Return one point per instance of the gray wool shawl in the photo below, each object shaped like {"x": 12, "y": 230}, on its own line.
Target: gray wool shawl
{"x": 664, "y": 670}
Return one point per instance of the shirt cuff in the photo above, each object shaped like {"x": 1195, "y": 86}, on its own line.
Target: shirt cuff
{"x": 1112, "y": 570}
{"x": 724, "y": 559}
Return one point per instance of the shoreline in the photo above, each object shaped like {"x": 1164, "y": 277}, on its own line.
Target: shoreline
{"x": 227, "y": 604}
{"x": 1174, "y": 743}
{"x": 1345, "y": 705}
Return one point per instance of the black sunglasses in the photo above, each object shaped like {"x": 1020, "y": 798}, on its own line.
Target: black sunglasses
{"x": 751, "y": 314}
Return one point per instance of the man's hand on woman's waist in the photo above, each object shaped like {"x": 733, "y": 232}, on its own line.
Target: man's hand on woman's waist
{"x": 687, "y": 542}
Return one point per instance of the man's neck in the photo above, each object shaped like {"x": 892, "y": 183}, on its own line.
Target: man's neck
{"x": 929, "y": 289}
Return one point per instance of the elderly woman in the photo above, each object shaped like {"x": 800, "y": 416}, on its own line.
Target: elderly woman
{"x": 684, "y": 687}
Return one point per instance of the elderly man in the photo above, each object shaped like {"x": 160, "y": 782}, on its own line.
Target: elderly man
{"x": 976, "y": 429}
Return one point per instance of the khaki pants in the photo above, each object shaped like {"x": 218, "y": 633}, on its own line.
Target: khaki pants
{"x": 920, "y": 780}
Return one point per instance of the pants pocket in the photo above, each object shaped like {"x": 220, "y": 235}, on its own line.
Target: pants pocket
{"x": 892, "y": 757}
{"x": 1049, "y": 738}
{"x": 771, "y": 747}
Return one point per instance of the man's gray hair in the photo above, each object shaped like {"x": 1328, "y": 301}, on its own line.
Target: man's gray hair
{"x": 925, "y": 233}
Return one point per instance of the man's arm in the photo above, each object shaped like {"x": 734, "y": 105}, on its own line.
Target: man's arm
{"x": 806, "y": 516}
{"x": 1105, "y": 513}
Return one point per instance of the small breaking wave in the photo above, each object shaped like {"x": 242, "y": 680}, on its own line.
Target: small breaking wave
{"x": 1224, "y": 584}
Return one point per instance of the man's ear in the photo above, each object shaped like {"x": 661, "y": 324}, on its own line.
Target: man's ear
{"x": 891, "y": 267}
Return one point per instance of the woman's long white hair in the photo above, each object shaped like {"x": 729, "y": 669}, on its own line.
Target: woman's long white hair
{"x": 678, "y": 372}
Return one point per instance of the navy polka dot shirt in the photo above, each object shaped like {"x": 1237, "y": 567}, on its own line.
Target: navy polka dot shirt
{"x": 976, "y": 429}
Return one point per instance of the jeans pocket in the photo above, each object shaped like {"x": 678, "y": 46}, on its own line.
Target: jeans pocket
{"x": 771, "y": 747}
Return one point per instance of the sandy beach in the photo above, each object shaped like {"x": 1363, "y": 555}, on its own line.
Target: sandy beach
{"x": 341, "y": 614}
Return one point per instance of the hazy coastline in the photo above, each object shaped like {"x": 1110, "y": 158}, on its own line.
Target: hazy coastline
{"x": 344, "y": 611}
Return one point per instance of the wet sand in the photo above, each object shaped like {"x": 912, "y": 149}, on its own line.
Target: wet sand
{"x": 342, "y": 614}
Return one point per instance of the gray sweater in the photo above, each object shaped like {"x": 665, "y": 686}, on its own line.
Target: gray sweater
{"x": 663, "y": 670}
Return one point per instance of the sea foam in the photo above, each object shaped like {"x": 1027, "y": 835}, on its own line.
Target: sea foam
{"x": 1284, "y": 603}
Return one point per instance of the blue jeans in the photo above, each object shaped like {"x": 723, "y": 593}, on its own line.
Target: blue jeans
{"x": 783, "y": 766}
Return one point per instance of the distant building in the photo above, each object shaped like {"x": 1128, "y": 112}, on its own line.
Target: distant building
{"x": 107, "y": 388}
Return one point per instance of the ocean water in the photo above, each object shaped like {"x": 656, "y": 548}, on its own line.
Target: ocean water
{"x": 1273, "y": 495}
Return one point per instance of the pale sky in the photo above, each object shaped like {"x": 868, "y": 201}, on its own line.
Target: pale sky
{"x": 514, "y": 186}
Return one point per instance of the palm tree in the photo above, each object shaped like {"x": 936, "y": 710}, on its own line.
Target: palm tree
----------------------------------------
WHAT NEEDS TO BE DONE: Make an exact copy of all the data.

FINAL ANSWER:
Return one point per instance of the gray wool shawl in the photo below, each object shaped like {"x": 12, "y": 230}, on its own line.
Target: gray wool shawl
{"x": 664, "y": 670}
Return one point per instance of the shirt cuff in the photo above, each object shaped like {"x": 1195, "y": 86}, on its own line.
Target: shirt cuff
{"x": 1112, "y": 570}
{"x": 724, "y": 559}
Return one point per instance of the shoreline in the photo above, each object shaped like {"x": 1164, "y": 277}, on its own line.
Target: shoreline
{"x": 227, "y": 604}
{"x": 1174, "y": 743}
{"x": 1345, "y": 705}
Return one point per instance of the black sunglasses in the photo above, each object shaped like {"x": 1020, "y": 798}, on its own line.
Target: black sunglasses
{"x": 751, "y": 314}
Return one point per instance of the man's hand on woman's waist in the photo above, each object shaped like {"x": 733, "y": 232}, on its own line.
Target: man's hand on woman's waist
{"x": 687, "y": 542}
Return one point per instance of the man's neck in the photo above, each object shaped like {"x": 892, "y": 183}, on its own line.
Target: man's neck
{"x": 929, "y": 289}
Return one point per instance of the elderly woman in the photo above, each object shaped like {"x": 800, "y": 416}, on its own line.
Target: elderly woman
{"x": 684, "y": 687}
Return one point per instance of the elderly man in the photo above, each object shaped like {"x": 160, "y": 782}, on its own line.
Target: elderly man
{"x": 976, "y": 429}
Return one point per instance of the khaki pants in the photo above, each object shaped like {"x": 218, "y": 633}, on its own line.
Target: khaki pants
{"x": 920, "y": 780}
Return one point per instance of the pants pocket in the photo above, each object shaped like {"x": 220, "y": 235}, on its own line.
Target: pants pocket
{"x": 892, "y": 757}
{"x": 1049, "y": 738}
{"x": 771, "y": 747}
Return one point per instance of the man's gray hair in the photo above, each object shaped like {"x": 1328, "y": 301}, on its own line.
Target: man's gray hair
{"x": 925, "y": 233}
Return one point per instance of the man's arm in the photo above, each object shaped like {"x": 734, "y": 105}, on its own line.
Target: man's arm
{"x": 806, "y": 516}
{"x": 1105, "y": 513}
Return one point per instance of the small breaking wave in the photo above, each object shaped like {"x": 242, "y": 680}, on its own line.
Target: small breaking wave
{"x": 1224, "y": 584}
Return one point per instance of the man's ear in the photo above, each object shaped like {"x": 661, "y": 324}, on its own line.
Target: man's ear
{"x": 891, "y": 267}
Return one point per instance of the woman's long white hair in the photo above, each object shaped like {"x": 729, "y": 669}, on its own line.
Target: woman's long white hair
{"x": 678, "y": 372}
Return one point per instance of the navy polka dot shirt in the photo above, each object shaped like {"x": 1237, "y": 567}, on its own line.
Target: navy polka dot shirt
{"x": 976, "y": 429}
Return one point per instance of the jeans pocket in the photo above, each object shaped like {"x": 678, "y": 46}, on its own line.
Target: jeans pocket
{"x": 771, "y": 747}
Return one point per instance of the sandy beach in the photo above, each object shaped like {"x": 1363, "y": 555}, on its own line.
Target: sandy beach
{"x": 341, "y": 614}
Return one point per instance of the hazy coastline in the photo above, each object shaped like {"x": 1110, "y": 158}, on its own line.
Target: hazy coastline
{"x": 344, "y": 611}
Return one point per instance of the wet sand in the photo above, each object shaped like {"x": 912, "y": 149}, on its own line.
Target: wet sand
{"x": 342, "y": 614}
Return one point per instance of the gray sweater in the photo above, each object shaped like {"x": 665, "y": 686}, on its own line.
Target: gray sweater
{"x": 663, "y": 670}
Return one point per instance of the sea foam in the photo above, each object shaped like {"x": 1027, "y": 835}, on its own line.
Target: sea foam
{"x": 1284, "y": 603}
Return one point per instance of the blue jeans in the photo above, each object shaped like {"x": 723, "y": 593}, on its own line.
Target: blue jeans
{"x": 783, "y": 766}
Return one point per instance of the distant building in the photo above, each object shaped like {"x": 1128, "y": 112}, on its own line.
Target: distant building
{"x": 107, "y": 388}
Return one point per instance of the ocean water in the photo above, each object shaped like {"x": 656, "y": 548}, on its own line.
Target: ocean water
{"x": 1273, "y": 495}
Return one point per instance of the pale sky in the photo above, each object shaped like {"x": 868, "y": 201}, on its own line.
Target: pale sky
{"x": 514, "y": 186}
Return one point per instance of the palm tree in the photo above, each object shaped like {"x": 936, "y": 710}, on its own line.
Target: palm tree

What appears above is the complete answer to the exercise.